## What is needed
Retype every row below without changing anything. Leave the pictures out of your answer.

— START Material provided —

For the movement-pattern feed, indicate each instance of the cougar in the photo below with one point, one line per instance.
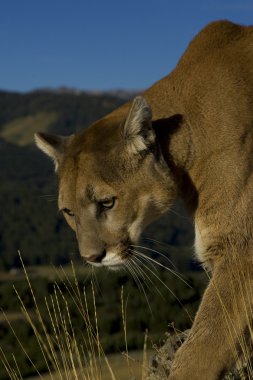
(190, 135)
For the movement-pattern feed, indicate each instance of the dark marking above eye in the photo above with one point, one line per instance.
(68, 211)
(90, 192)
(106, 204)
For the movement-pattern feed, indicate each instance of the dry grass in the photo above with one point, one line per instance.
(67, 357)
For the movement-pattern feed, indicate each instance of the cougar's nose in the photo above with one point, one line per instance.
(96, 258)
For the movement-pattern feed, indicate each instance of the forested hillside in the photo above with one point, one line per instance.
(29, 219)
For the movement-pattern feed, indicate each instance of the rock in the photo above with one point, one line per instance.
(160, 363)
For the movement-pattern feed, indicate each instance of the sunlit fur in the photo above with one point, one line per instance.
(190, 134)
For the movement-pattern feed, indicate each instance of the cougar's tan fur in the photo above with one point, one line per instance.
(189, 135)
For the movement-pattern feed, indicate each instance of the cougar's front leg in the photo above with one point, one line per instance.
(223, 315)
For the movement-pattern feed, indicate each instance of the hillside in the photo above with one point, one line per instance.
(28, 195)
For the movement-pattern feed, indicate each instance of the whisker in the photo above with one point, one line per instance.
(147, 258)
(174, 295)
(155, 251)
(146, 276)
(138, 283)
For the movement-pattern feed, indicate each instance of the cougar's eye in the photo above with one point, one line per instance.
(107, 203)
(68, 212)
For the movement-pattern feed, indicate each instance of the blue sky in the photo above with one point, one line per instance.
(101, 45)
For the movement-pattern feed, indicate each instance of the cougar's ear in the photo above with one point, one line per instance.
(138, 131)
(52, 145)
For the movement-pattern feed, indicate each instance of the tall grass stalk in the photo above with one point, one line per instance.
(66, 356)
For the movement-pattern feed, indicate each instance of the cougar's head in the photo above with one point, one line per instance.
(113, 182)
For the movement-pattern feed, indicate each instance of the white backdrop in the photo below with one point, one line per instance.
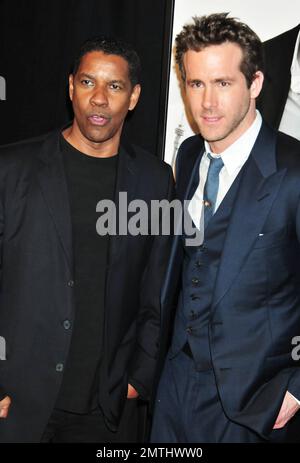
(267, 18)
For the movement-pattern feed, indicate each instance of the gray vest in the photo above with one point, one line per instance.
(199, 274)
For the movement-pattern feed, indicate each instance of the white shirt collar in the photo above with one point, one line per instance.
(295, 68)
(236, 155)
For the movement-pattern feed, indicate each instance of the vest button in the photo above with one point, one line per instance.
(67, 324)
(59, 367)
(207, 203)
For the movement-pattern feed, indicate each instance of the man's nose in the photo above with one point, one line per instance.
(99, 97)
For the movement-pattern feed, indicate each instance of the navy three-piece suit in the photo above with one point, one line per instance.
(237, 297)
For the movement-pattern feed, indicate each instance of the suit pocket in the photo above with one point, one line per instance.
(271, 239)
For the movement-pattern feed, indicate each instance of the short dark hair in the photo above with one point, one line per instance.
(111, 46)
(216, 29)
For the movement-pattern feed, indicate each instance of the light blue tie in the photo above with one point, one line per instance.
(211, 187)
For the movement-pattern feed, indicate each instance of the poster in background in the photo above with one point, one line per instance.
(268, 18)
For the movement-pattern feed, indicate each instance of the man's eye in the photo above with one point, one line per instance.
(196, 84)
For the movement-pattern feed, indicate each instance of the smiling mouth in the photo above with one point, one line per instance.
(99, 119)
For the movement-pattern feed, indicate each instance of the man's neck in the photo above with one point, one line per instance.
(104, 149)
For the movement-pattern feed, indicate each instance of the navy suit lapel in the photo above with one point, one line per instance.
(257, 191)
(188, 179)
(52, 180)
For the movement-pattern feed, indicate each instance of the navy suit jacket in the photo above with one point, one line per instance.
(278, 54)
(36, 293)
(255, 311)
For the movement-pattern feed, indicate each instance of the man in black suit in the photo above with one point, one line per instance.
(79, 310)
(231, 373)
(279, 100)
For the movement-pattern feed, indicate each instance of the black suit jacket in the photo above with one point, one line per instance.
(255, 310)
(278, 53)
(37, 276)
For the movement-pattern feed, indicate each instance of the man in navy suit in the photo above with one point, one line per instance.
(80, 311)
(232, 373)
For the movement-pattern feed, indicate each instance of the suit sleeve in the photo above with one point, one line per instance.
(143, 363)
(3, 393)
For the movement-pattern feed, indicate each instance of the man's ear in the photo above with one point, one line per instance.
(257, 84)
(134, 97)
(71, 86)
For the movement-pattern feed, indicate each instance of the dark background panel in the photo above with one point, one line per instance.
(38, 41)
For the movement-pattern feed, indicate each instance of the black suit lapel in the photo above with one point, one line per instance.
(126, 181)
(257, 192)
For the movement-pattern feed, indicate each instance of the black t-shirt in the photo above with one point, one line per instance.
(89, 180)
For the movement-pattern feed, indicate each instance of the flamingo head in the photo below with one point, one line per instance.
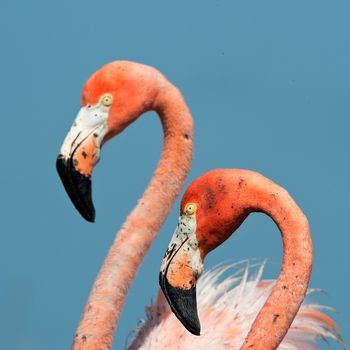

— END Material provided —

## Task output
For the movement-pattern feed, indicate each instance of the cougar in the photo below with one point, one line per instance.
(190, 135)
For the movement-pattern feed, indicate each instance of the dark marking above eye in the photo above with one point, one line per instance.
(68, 211)
(90, 192)
(106, 204)
For the movement-pattern feed, indicate each instance of the dry grass in the photo above with one point, one line per instance.
(67, 357)
For the movement-pattern feed, indicate each instance of the cougar's nose in the photo above with one point, one line per instance.
(96, 258)
For the movement-pattern feed, indicate each instance of the forested hillside in the photo above with one point, one line per instance.
(29, 219)
For the movement-pattern feed, indicate each instance of the rock in the photo above with one point, one line per instance.
(160, 363)
For the movement-pattern feed, indicate each instance of the sunlit fur in the photo above with one point, one line per instance.
(190, 134)
For the movement-pattern feed, indicate each instance of the cougar's tan fur in the photo above with one point, one line per instance.
(189, 135)
For the movement-pattern feed, indicate each instance of the cougar's front leg in the photo above with one point, one line per instance.
(223, 315)
For the movement-pattern feed, indicate each instance of the hillside in the photo above with one point, one line per instance.
(28, 195)
For the movement-pattern feed, indicate each instance of the whisker in the photo above with one point, one line per instance.
(147, 258)
(174, 295)
(155, 251)
(146, 276)
(138, 283)
For the movement-pattern feed, indicate each instance of the cougar's eye in the photo above with one point, one line per instance.
(107, 203)
(68, 212)
For the movement-pattern feed, indicate each instance of the blue sky in the photo above with one point, one line per instance.
(101, 45)
For the movement-pattern feed, indicate each instance of the cougar's ear in the photo above with one point, one line per instance.
(138, 131)
(52, 145)
For the movement-pattern feed, indicate each instance of the tall grass stalk in the photo above with one point, one line per instance.
(66, 356)
For the movement-pattern feed, indicate each instance of the cougar's head in the photo above with one point, one line per instance.
(113, 182)
For the movement-pattern feed, indicate each instance of the white backdrop in the photo below with one point, one line per instance.
(267, 18)
For the movement-pattern feed, indicate each instance of the gray vest in the photo above with one point, one line per instance.
(199, 274)
For the movement-pattern feed, indicate each instance of the white shirt collar in the photo above with one point, one line per instance.
(295, 68)
(236, 155)
For the movement-pattern feed, indicate each instance of the vest button in the photo above with one point, one line per instance.
(67, 324)
(59, 367)
(207, 203)
For the movement-pattern feed, indicate each instance of the man's nose in the photo above with one point, one line per instance.
(99, 97)
For the movement-pattern feed, indicate each instance of the navy three-piece suit in the photo above with one point, one line per instance.
(237, 297)
For the movement-pattern feed, indicate each instance of the suit pocket in the photo above with one point, one line per instance.
(271, 239)
For the movement-pattern feed, indicate each instance of the short dark hair in the photo above with one point, one line per instance.
(111, 46)
(216, 29)
For the movement-pattern feed, indicate each instance of the light blue tie in the photo above with one point, one line per instance.
(211, 187)
For the movement-pattern feed, indicate each instance of the poster in background in the photo above with one point, one line per instance.
(268, 18)
For the movement-pattern feed, indicate each instance of the man's eye in the photo above with one point, one line per instance.
(196, 84)
For the movement-pattern feed, indicate each instance of the smiling mouth in the photo above with one point, one line per instance.
(99, 119)
For the movement-pattern feed, indicate each instance of the man's neck in the photo above with one point, one line per instance.
(104, 149)
For the movement-pattern feed, indicate each instance of the navy suit lapel in the photo above with one point, one line per instance.
(257, 191)
(188, 179)
(52, 180)
For the movement-pattern feed, indicate each instance of the navy suit jacket in the photo above with one point, one line per instance.
(278, 54)
(36, 293)
(255, 311)
For the movement-pattern feed, indicate each instance of the man in black suit in the photo above with one point, one line per instance.
(79, 310)
(231, 373)
(279, 100)
For the movement-pattern feed, indicate each instance of the black suit jacket in the photo above with one point, one line per instance.
(255, 310)
(278, 53)
(37, 276)
For the movement-pattern feed, indicate each instance of the man in navy suit in the photo above with one point, one line per instance.
(80, 311)
(232, 373)
For the movement-pattern feed, indicate each instance of the suit sleeve in the photo above with one point, one line per instance.
(143, 363)
(3, 393)
For the movement-pattern feed, indicate each instance of the man's ear in the photo above with one point, one line per instance.
(257, 84)
(134, 97)
(71, 86)
For the movement-pattern feed, indicate each instance of the dark background panel in the photo above with one point, one line per instance.
(38, 41)
For the movement-pattern feed, indicate each instance of the black suit lapel in the photo above with one point, one line per instance.
(126, 181)
(257, 192)
For the movement-pattern feed, indicate each instance of the black t-shirt in the photo above with one point, one line per instance.
(89, 180)
For the movement-pattern feed, indicate each instance of the flamingo head in the photo below with one point, one line per instance.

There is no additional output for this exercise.